begin

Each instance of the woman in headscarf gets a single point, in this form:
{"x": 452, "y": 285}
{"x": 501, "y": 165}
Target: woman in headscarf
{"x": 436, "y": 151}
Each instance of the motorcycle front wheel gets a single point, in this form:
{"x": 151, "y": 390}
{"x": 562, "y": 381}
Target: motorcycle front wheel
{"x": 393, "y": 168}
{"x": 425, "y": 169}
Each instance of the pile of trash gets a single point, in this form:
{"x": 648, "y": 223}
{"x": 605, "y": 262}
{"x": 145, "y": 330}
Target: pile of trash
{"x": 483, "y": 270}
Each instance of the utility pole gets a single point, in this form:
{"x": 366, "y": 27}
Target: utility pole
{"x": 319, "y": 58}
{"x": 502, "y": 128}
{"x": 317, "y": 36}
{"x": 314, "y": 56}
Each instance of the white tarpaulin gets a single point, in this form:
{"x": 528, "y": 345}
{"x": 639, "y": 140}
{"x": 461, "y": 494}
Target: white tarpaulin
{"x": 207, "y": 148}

end
begin

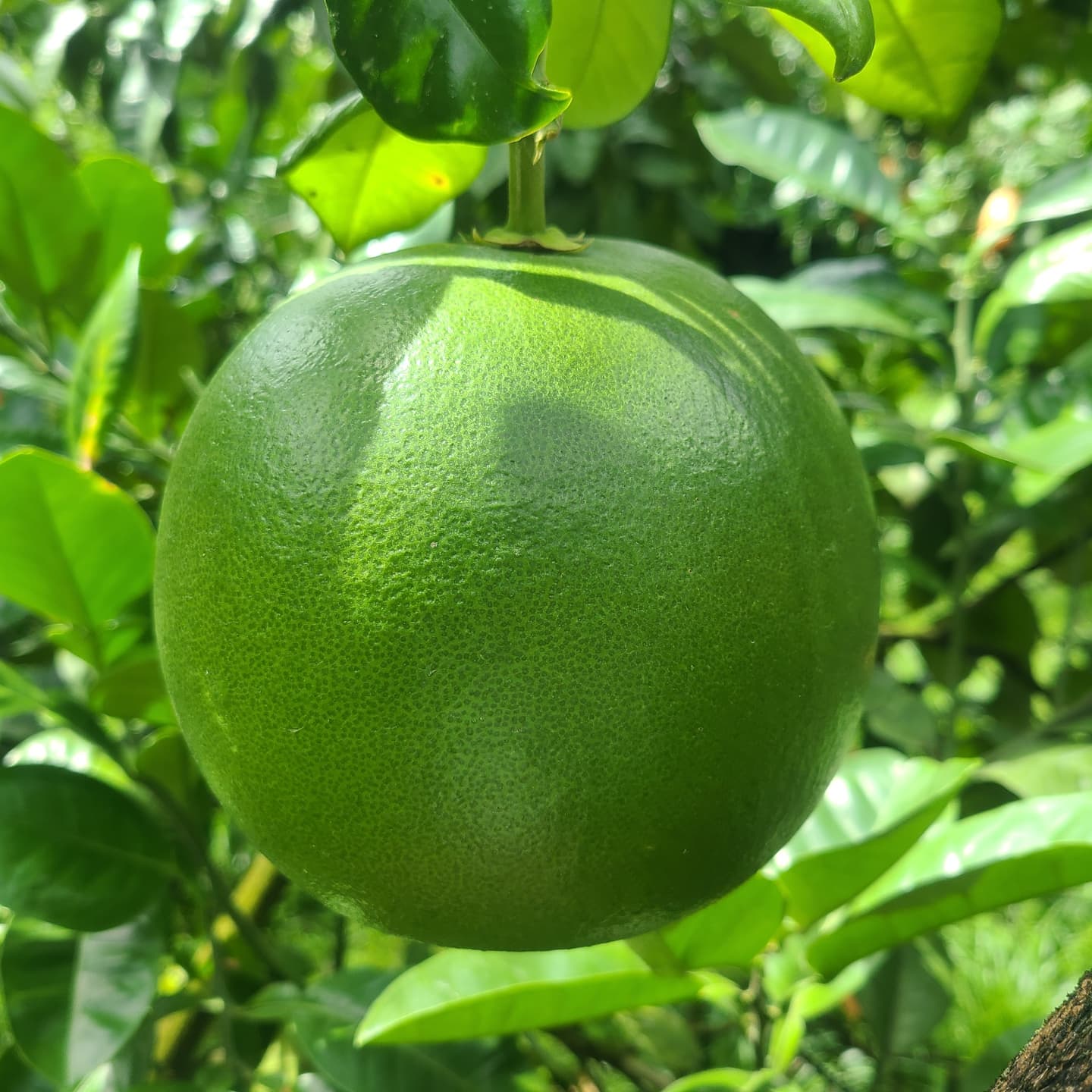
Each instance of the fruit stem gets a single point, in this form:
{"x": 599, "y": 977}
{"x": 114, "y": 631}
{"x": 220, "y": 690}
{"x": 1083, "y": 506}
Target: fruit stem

end
begin

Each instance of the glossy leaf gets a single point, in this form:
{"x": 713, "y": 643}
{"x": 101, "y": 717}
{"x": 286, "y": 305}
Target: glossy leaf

end

## DIRECTION
Turn the lines from the one that contains "Each instance of the fruit" through the one that contains "Target: fruit stem" into a numbered list, both ends included and blank lines left out.

## FULL RESPONSE
1. Each instance of the fruit stem gets a single point, in this form:
2. {"x": 599, "y": 977}
3. {"x": 114, "y": 631}
4. {"x": 220, "y": 690}
5. {"x": 1083, "y": 506}
6. Target: fruit stem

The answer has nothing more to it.